Records appear below. Give all of them again, exactly.

Collected data entries
------------------------------

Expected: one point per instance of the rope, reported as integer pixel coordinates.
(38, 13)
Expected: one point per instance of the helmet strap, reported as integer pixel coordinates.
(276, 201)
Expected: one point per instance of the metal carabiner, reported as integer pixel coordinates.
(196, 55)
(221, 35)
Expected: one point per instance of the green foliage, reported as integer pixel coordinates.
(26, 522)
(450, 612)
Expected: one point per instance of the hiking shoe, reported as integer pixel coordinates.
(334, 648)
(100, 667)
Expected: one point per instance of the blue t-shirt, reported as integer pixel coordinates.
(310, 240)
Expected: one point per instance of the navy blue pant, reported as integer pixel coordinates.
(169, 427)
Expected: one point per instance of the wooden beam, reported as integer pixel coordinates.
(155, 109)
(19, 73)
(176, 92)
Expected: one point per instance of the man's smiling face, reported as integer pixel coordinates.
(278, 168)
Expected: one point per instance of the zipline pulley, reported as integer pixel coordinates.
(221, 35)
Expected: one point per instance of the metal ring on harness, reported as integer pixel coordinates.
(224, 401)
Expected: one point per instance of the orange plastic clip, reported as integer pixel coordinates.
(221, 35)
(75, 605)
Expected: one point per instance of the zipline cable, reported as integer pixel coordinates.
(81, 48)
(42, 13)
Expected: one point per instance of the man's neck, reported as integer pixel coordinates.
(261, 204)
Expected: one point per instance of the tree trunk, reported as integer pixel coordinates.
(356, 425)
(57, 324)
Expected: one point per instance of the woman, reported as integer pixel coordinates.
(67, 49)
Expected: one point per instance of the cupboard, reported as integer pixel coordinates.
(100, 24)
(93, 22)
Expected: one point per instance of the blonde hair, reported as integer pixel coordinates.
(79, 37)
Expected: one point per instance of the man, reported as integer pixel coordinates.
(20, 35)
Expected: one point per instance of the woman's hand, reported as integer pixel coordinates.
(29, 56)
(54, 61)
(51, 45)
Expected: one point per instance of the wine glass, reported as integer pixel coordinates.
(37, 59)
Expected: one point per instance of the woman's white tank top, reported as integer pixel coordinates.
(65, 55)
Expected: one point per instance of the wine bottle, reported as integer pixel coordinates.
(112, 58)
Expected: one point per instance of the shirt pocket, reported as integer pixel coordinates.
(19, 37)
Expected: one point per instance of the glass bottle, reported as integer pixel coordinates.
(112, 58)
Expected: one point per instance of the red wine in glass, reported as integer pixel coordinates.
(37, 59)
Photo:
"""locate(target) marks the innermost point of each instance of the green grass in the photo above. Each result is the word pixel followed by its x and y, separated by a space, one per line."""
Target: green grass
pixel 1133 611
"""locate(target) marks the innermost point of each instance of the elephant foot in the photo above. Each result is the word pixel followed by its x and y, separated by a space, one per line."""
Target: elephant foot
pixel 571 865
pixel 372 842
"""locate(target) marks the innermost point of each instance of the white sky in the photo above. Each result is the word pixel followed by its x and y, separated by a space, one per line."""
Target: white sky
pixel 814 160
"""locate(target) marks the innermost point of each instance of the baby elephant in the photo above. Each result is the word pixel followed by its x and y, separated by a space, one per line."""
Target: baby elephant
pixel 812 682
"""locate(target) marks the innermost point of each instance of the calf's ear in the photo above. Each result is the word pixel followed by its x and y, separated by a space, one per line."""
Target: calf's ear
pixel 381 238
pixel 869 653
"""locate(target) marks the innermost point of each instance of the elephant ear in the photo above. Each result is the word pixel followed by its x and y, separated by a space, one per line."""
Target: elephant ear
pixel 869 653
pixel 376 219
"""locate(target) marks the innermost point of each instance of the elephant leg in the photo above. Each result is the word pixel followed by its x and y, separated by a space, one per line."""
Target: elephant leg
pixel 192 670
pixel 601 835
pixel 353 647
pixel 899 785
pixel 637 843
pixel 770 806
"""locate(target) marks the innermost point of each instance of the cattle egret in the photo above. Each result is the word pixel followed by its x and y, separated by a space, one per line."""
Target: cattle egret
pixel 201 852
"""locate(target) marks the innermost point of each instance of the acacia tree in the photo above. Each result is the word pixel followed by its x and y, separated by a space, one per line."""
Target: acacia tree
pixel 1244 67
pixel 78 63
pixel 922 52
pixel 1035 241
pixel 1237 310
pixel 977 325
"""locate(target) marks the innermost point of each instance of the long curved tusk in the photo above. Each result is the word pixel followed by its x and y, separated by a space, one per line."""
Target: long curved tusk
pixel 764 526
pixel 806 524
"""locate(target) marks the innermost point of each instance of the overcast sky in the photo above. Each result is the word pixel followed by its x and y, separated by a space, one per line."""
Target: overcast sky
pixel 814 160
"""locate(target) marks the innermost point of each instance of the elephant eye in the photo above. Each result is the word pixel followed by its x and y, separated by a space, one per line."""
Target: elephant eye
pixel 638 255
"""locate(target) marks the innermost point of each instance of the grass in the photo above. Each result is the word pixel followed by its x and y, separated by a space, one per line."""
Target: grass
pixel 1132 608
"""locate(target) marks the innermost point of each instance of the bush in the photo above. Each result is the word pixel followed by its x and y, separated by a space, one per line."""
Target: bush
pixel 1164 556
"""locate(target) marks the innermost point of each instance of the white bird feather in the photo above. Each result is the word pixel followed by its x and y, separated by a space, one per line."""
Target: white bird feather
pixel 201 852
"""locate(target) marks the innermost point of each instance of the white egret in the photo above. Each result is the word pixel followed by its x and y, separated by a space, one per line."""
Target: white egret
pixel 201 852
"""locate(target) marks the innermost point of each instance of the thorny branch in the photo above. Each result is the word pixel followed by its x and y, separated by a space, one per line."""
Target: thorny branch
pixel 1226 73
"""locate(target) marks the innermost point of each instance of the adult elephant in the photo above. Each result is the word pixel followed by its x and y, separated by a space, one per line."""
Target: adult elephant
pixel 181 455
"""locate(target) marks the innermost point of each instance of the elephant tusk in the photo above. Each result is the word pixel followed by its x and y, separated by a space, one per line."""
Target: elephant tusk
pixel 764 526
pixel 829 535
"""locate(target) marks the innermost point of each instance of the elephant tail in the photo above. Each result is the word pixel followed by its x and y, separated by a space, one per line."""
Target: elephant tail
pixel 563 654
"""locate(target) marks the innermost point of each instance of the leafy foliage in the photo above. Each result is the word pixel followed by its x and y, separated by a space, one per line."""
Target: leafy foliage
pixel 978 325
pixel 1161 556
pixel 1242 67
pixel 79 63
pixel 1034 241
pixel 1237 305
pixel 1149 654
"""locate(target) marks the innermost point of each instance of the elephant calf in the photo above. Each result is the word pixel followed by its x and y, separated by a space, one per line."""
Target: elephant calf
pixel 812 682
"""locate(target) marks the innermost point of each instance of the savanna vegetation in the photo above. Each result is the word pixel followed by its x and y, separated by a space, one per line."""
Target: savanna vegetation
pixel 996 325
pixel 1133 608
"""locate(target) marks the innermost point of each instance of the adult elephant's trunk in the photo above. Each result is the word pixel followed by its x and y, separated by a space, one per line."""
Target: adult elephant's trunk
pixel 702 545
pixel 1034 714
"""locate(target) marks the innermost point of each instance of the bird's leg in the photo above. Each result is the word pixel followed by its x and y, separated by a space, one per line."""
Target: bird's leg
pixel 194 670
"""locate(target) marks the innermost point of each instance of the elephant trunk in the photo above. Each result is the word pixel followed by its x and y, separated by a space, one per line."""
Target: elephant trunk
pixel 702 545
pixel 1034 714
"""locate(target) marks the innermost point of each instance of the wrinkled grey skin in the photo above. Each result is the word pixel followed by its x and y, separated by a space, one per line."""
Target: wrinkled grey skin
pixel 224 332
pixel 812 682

------------------------------

- Written solution
Expected: one point per instance of the rope, reported as integer pixel coordinates.
(38, 13)
Expected: one point per instance of the helmet strap, reported as integer pixel coordinates.
(276, 201)
Expected: one point per instance of the metal carabiner, reported as integer pixel coordinates.
(196, 55)
(221, 35)
Expected: one point per instance of the green foliage, reported as integer pixel coordinates.
(26, 522)
(450, 612)
Expected: one point per instance of the hiking shoe, reported as integer pixel coordinates.
(334, 648)
(100, 667)
Expected: one point per instance of the blue t-shirt, reported as integer pixel coordinates.
(310, 240)
Expected: one point per instance of the navy blue pant, reported as integer pixel coordinates.
(169, 427)
Expected: one point per instance of the wooden beam, reported as integer pixel coordinates.
(155, 109)
(19, 73)
(176, 92)
Expected: one point per instance of the man's smiling face, reported as integer pixel coordinates.
(278, 168)
Expected: one point per instance of the zipline pulley, reported as integer pixel coordinates.
(221, 35)
Expected: one point per instance of the metal ring on harness, reported as integer pixel coordinates.
(224, 401)
Expected: one point per instance of the orange plastic clip, reported as integer pixel coordinates.
(221, 35)
(75, 605)
Expected: one point per instance of the zipline cable, reported as integer pixel coordinates.
(81, 48)
(42, 13)
Expected: one point per instance of the man's neck, reported as integer pixel coordinates.
(261, 204)
Expected: one point per instance of the tree trunk, reported as integer pixel coordinates.
(356, 425)
(57, 324)
Expected: one point per instance of the woman, reported as integer pixel coordinates.
(67, 49)
Expected: one point per instance of the cupboard, reported as integer pixel coordinates.
(100, 24)
(93, 22)
Expected: one point per instance of the blonde hair, reported as integer pixel coordinates.
(79, 37)
Expected: one point per instance of the man, reported as integer pixel coordinates.
(20, 35)
Expected: one point per instance of the woman's hand, reported as integer pixel coordinates.
(29, 56)
(54, 61)
(51, 45)
Expected: one point per instance of the wine glass, reported as integer pixel coordinates.
(37, 59)
Expected: one point per instance of the woman's white tank top, reported as integer pixel coordinates.
(65, 55)
Expected: one point per instance of the wine bottle, reported as integer pixel coordinates.
(112, 58)
Expected: one point per instance of the shirt pocket, reported as integer pixel coordinates.
(19, 37)
Expected: one point per instance of the glass bottle, reported as integer pixel coordinates.
(112, 58)
Expected: one point per instance of the red wine in glass, reported as integer pixel coordinates.
(37, 59)
Photo:
"""locate(target) marks the innermost point of each instance of the green grass in the photo above. Each result is the word pixel followed by its x and y, separated by a space, one per line."""
Target: green grass
pixel 1133 611
"""locate(target) marks the innermost point of each instance of the elephant foot in the photo above. Each result is the word pixel followed by its x and y, separated by a space, one per line."""
Target: elephant foot
pixel 571 865
pixel 372 842
"""locate(target) marks the innermost point of each instance of the white sky in the photo above. Each result is the word pixel followed by its x and y, separated by a space, one per line."""
Target: white sky
pixel 814 160
"""locate(target) marks the innermost point of each instance of the baby elephant in the photo above. Each result is the word pixel followed by its x and y, separated by a space, one per line."""
Target: baby elephant
pixel 812 682
"""locate(target) marks the innermost point of each instance of the calf's ear in the photo above. Each result is the word pixel followed by its x and y, separated by a space, one per line."""
Target: calf's ear
pixel 381 238
pixel 869 653
"""locate(target) marks the innermost point of each instance of the elephant ear in the photo above. Each result is the word pixel followed by its x and y, separated by a space, one per line."""
Target: elephant ear
pixel 869 653
pixel 376 219
"""locate(target) marks the innermost point of each instance of the elephant leg in the photo above. Each result is the word pixel followed by its x and y, separated by a space, one per line."""
Target: elephant leg
pixel 192 670
pixel 601 835
pixel 353 647
pixel 899 785
pixel 637 843
pixel 770 806
"""locate(target) marks the innermost point of each instance of the cattle egret in the photo above. Each result is the word pixel followed by its x and y, separated by a space, one per line."""
Target: cattle egret
pixel 201 852
"""locate(target) marks the innermost point of each instance of the acacia tree in the photo above. Each result is the word pixel followed by its x and y, separated by a space, one per line."""
Target: acacia tree
pixel 1244 67
pixel 78 63
pixel 922 52
pixel 1035 241
pixel 1237 310
pixel 977 325
"""locate(target) marks the innermost point of each instance of the long curved tusk in the photo above. Each result is the word pixel followed by its x and y, separated by a space, one per line."""
Target: long curved tusk
pixel 764 526
pixel 806 524
"""locate(target) marks the innermost point of each instance of the overcast sky in the photo above. Each result is the word pixel followed by its x and y, separated by a space, one per line."""
Target: overcast sky
pixel 814 160
"""locate(target) marks the innermost point of each instance of the elephant eye in the photo above. Each result is the word pixel followed by its x and y, separated by a space, one per line."""
Target: elephant eye
pixel 638 255
"""locate(target) marks the innermost point of each instance of the grass in the photo above. Each result is the word pixel followed by its x and y, separated by a space, one per line."""
Target: grass
pixel 1132 608
"""locate(target) marks the innermost point of each instance of the bush in the photo above. Each result is the word pixel followed by its x and y, separated by a space, one per line."""
Target: bush
pixel 1164 556
"""locate(target) marks the innermost point of each instance of the white bird feather in the photo above. Each result is the word pixel followed by its x and y, separated by a space, one per line."""
Target: white bird feather
pixel 201 852
"""locate(target) marks the innermost point of each instance of the white egret in the photo above. Each result is the word pixel followed by its x and y, separated by a space, one per line."""
Target: white egret
pixel 201 852
"""locate(target) marks the innermost point of each instance of the thorny branch in the photo above. Each result is the word pixel followed by its x and y, separated by a space, one per line."""
Target: thorny branch
pixel 1226 73
"""locate(target) marks the innermost point of each instance of the adult elephant in the photo above. Each result is the word pixel followed by its x and y, separated by a space, one per line."""
Target: adult elephant
pixel 181 455
"""locate(target) marks the innermost point of each instance of the elephant tusk in the photo above. Each result is the word pixel followed by its x and y, separated by a space, one per line."""
Target: elephant tusk
pixel 764 526
pixel 829 535
"""locate(target) marks the innermost point of each instance of the elephant tail in the photo above. Each result is the word pixel followed by its x and y, separated by a space, one per line."""
Target: elephant tail
pixel 563 654
"""locate(target) marks the innermost point of each instance of the leafy foliage in the photo above. Each result is the word pixel followed by its x and y, separated by a space, one per line."""
Target: leafy foliage
pixel 978 325
pixel 1161 556
pixel 1242 67
pixel 79 63
pixel 1034 241
pixel 1237 305
pixel 1149 654
"""locate(target) marks the innermost point of each instance of the elephant calf in the photo above. Each result is the word pixel followed by its x and y, separated by a space, one per line."""
Target: elephant calf
pixel 812 682
"""locate(target) marks the innermost point of each instance of the savanna vegetation in the photo above. Each result is the word pixel followed by its x and y, separated by a space, one per line."""
Target: savanna vegetation
pixel 996 325
pixel 1133 608
"""locate(target) marks the innermost point of each instance of the adult elephant's trunk in the photo above. Each result is the word pixel followed by its x and y, separated by a space, one per line."""
Target: adult elephant's trunk
pixel 702 545
pixel 1034 714
"""locate(target) marks the innermost point of each instance of the bird's leg in the photo above. Each result is the word pixel followed by its x and y, separated by a space, one per line."""
Target: bird's leg
pixel 194 670
"""locate(target) marks the innermost point of each instance of the elephant trunk in the photo above. Each result is the word pixel followed by its x and y, separated by a space, one per line."""
Target: elephant trunk
pixel 702 545
pixel 1034 714
"""locate(target) marks the innermost point of each instance of the wrinkled grey skin in the photo above. Each result is the word pixel followed by its x and y, separated by a space, one per line."""
Target: wrinkled grey skin
pixel 224 332
pixel 812 682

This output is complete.